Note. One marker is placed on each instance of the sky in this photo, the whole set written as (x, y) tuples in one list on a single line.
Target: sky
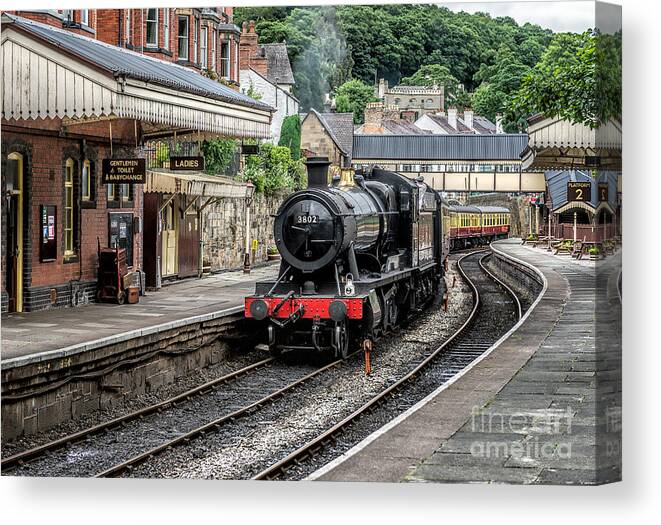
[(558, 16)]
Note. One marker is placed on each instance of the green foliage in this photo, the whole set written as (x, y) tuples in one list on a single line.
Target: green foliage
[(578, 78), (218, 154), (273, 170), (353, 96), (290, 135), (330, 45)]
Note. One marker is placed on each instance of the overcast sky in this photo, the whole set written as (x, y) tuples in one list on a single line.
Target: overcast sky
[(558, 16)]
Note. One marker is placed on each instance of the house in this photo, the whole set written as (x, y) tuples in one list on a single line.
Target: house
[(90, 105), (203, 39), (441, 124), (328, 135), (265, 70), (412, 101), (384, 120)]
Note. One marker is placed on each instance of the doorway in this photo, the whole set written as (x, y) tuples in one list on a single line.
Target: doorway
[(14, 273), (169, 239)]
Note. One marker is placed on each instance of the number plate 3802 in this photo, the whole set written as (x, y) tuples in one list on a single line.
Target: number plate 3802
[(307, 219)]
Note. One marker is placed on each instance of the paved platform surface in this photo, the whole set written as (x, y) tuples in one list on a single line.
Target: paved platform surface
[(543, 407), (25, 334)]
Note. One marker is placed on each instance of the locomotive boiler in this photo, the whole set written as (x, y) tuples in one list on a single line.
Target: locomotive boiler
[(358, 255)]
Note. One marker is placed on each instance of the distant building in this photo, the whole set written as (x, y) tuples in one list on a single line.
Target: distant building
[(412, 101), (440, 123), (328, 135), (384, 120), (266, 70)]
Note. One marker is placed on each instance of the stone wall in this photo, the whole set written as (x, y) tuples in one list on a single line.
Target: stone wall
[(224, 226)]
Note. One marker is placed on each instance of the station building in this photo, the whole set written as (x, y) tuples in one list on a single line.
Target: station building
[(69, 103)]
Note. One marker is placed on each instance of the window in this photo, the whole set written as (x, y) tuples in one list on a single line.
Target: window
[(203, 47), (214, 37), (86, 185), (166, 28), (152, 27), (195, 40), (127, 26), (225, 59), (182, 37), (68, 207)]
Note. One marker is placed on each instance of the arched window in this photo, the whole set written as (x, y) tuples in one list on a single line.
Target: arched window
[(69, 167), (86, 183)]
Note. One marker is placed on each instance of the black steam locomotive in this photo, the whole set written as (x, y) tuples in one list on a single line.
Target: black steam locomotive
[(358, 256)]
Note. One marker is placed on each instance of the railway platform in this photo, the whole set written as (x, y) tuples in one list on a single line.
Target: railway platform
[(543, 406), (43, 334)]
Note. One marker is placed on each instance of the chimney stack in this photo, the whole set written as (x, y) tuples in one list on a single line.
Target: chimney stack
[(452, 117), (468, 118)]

________

Directions ::
Substitute "in this image" for every occurrence of "in this photo" throughout the material above, and write the material out again with nothing else changed. Leave the pictures out.

Finished answer ::
Note. One marker is placed on each instance of the sky in this image, the whole set written as (x, y) tuples in one list on a single line.
Target: sky
[(558, 16)]
Note. One marker is placed on each instance of the green foliage in this image, the whole set written as (x, y) tuples in one list on a single line.
Target: green foliage
[(578, 78), (218, 154), (273, 170), (353, 96), (290, 135), (330, 45)]
Note. One marker is placed on each instance of the overcast sky in this image, the whole set written as (x, y) tuples in one list on a single line.
Target: overcast sky
[(558, 16)]
Note. One marker is placed on each instance of the house in this image, the whole set written as (x, y) tuples in one list on a single line.
Target: house
[(90, 105), (203, 39), (441, 124), (328, 135), (265, 70), (412, 101), (384, 120)]
Note. One marker is placed on each instance of the doorway in this image, the whole set written as (x, y) tuples in one list on a single line.
Target: doorway
[(14, 273), (169, 239)]
Note. One marker is placed on each instance of the number plate 3802 in this image, the whole set written as (x, y) tuples in one list on a single line.
Target: number plate 3802
[(307, 219)]
Note. One marker is placed on each instance of the paved platform surface in this image, the whole set written as (x, y) tuples in one list on a single line.
Target: paved platform surface
[(543, 407), (25, 334)]
Note. One marker is placed on each instance of the locomotive boiler in this image, the whole set written as (x, y) tuples in one list on a single line.
Target: locomotive boiler
[(358, 255)]
Note. One marker is placed on each instance of the distant building in this image, the whole set written as (x, y) tuples in one list on a single line.
Target: distant building
[(412, 101), (440, 123), (328, 135), (384, 120), (266, 70)]
Note. One marker is placed on each instance of the stone wall in this image, the whole set written as (x, y) tuples in one list on a single line.
Target: stone wall
[(224, 226)]
Note. One marker is placed on each instance of the station building in this image, the whole set written as (x, y) tuples in one list on a single line.
Target: station building
[(69, 103)]
Note. One marker is placed on each instance of the window in this image, the whole set written as (x, y) tuples in one list on a single line.
Target: window
[(203, 47), (214, 37), (86, 185), (166, 28), (152, 27), (195, 40), (127, 26), (225, 59), (182, 37), (68, 207)]
Note. One marker is placed on each instance of the arched window in this image, the whole set written as (x, y) tuples in one list on a single line.
Target: arched window
[(69, 167), (86, 183)]
Note. One marker is placed on each instance of the black steam locomotive in this image, the whole set written as (x, y) tuples in one list on a single line.
Target: black steam locomotive
[(358, 256)]
Note. One marker is placed on each instance of the railway platform in this image, the whole set written as (x, y) tuples in one list on a single line.
Target: railway platform
[(543, 406), (43, 334)]
Note. One marker is placed on each instance of the chimney stack in this image, the whole set written as (x, y) tuples in one list on a single line.
Target: chimney stack
[(452, 117), (468, 118)]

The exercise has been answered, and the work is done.